> **ASSIGNMENT 1**: In the embryo jewelry article, what does McGlade's company do with the "embryo straws" that families send?
> **ASSIGNMENT 2**: Condense the paragraph of the embryo jewelry article that begins "Cases like this illustrate" into two or three sentences, keeping its main facts.
> **ASSIGNMENT 3**: Write a continuation of the embryo jewelry article that picks up after its final sentence.

> **GIVEN TEXT**:
■ ■ ■
She explained that families send her company “embryo straws” which the company preserves and cremates, creating “embryo ash.”
“We are experts in preserving DNA so that it can be set in a jeweller’s grade resin,” McGlade said. “We knew the costs of storage are huge, and donation isn’t always [a] possible or wanted solution. The families we craft for are very educated, loving people who are aware of the options. We are giving them another option.”
The embryo artist explained what she meant by saying this is a “sacred art”: “It’s special because the embryos often signifying the end of a journey, and we are providing a beautiful and meaningful way to gently close the door.”
“What [could be] a better way to celebrate your most treasured gift, your child, than through jewellery?” McGlade asked. “It’s about the everlasting tangible keepsake of a loved one that you can have forever.”
This sounds wonderful, but if the embryos really are babies, they have been killed by being frozen, cremated, and turned into jewelry. Now, this mother lives her life with human corpses hanging from her neck, and the company makes money by taking the bodies of the dead and burning them into jewelry.
Cases like this illustrate just how differently some people see the world. Pro-life people and activists see life as beginning at conception — since at that point an embryo has the same DNA as a full-grown human being. This view is arguably more scientific (based on genetics) than religious, but many of the most active pro-lifers tend to be religious as well.
■ ■ ■
> **DATA**:
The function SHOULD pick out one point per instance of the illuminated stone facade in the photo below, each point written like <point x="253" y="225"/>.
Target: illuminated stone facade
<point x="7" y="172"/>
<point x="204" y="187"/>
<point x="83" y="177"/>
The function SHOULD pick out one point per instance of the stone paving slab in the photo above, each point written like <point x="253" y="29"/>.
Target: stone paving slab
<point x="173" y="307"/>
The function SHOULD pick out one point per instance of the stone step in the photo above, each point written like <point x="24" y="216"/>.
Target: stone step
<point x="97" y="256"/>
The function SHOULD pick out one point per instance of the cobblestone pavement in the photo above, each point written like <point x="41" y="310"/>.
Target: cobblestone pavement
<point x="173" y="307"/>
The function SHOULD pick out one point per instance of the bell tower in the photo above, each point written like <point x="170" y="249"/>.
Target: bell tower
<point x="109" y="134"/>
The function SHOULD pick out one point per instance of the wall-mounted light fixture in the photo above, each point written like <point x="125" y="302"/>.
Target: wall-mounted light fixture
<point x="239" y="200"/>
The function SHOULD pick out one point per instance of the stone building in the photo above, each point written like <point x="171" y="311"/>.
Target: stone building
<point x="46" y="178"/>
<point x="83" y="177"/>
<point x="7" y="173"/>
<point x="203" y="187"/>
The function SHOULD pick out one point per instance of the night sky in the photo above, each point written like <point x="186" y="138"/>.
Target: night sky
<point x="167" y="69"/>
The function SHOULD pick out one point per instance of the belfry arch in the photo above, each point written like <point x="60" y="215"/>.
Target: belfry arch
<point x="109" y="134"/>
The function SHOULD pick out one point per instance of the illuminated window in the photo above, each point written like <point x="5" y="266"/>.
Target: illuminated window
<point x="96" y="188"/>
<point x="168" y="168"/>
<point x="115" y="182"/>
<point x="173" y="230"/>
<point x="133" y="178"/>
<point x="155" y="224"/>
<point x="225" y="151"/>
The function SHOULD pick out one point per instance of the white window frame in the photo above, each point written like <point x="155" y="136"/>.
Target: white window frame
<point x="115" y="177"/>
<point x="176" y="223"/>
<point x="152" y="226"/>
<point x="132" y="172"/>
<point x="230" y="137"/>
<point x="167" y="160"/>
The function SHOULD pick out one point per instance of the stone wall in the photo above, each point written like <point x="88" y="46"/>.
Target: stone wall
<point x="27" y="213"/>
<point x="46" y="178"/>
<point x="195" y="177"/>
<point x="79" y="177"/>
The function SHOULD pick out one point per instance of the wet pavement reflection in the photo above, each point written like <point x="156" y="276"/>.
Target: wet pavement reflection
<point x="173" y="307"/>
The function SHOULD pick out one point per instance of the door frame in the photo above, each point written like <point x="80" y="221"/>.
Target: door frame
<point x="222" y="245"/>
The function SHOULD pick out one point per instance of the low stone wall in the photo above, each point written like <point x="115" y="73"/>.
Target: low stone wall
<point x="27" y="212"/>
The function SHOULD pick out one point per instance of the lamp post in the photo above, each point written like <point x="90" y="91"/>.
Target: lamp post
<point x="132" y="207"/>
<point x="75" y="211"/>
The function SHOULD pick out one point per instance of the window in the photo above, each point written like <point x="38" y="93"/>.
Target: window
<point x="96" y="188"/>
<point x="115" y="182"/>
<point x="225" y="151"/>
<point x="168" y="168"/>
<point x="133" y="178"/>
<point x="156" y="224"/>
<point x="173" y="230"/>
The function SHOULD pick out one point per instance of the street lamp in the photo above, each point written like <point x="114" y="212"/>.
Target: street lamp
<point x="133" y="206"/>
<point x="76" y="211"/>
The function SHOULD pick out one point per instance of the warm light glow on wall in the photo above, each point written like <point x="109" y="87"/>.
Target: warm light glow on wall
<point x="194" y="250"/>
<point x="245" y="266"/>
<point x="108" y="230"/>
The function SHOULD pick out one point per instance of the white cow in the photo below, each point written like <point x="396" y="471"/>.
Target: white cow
■ ■ ■
> **RESPONSE BOX 1**: It preserves and cremates them, creating "embryo ash."

> **RESPONSE BOX 2**: Such cases show how differently people can see the world. Pro-life people and activists believe life begins at conception, because an embryo already has the same DNA as a full-grown human. This view is arguably more scientific, being based on genetics, than religious, though many of the most active pro-lifers are also religious.

> **RESPONSE BOX 3**:
After all, Psalm 139 states, “For you formed my inward parts, you knitted me together in my mother’s womb. I praise you, for I am fearfully and wonderfully made. … Your eyes saw my unformed substance; in your book were written, every one of them, the days that were formed for me, when as yet there was none of them.” Passages like this one add a religious awe to the development of a fetus in the womb, building on genetics to bring an unborn person to life.
But not everyone sees it this way. Pro-choice activists argue that an embryo is not a human but a clump of cells, and at some point between fertilization and birth, it becomes a baby. This justifies the creation and discarding of human embryos meant for IVF — these embryos are not considered human, but a clump of cells.
The problem is, mothers like Stafford cannot help but see these embryos as human. She had an emotional attachment to them, and considered them her “babies.” Using IVF, she could not accept the logic behind IVF, and so she could not donate her embryos (something like adoption, which would be a pro-life solution) or merely throw them away.
At this point, the whole idea becomes grotesque. If these embryos are babies — as may pro-lifers believe — then putting them into jewelry is a way of killing them. If they are not babies — as pro-choicers believe — then why should they carry this sentimental value to the mother?
Is the creation of this art truly “sacred,” or is it something grotesque: an acknowledgement of the fact that discarding embryos produced for IVF is a form of — dare I say it — murder? Are these embryos burned to be placed into jewelry similar to ancient pagan offerings to Moloch, the god who took babies in human sacrifice?
Except, of course, this “sacred” sacrifice isn’t for a pagan god, but for a mother’s emotional attachment to … what exactly? Are her emotions a mere irrational holdback from a process which gave her her children, or are they warning signs that, in destroying embryos, modern reproductive technologies are actually killing babies?
These are deep and difficult questions, and it would seem heartless to condemn this woman’s attachment to her embryos. After all, IVF is a miraculous technology that allows women to give birth in spite of complications. But is the creation of keepsakes really the best way to deal with extra embryos?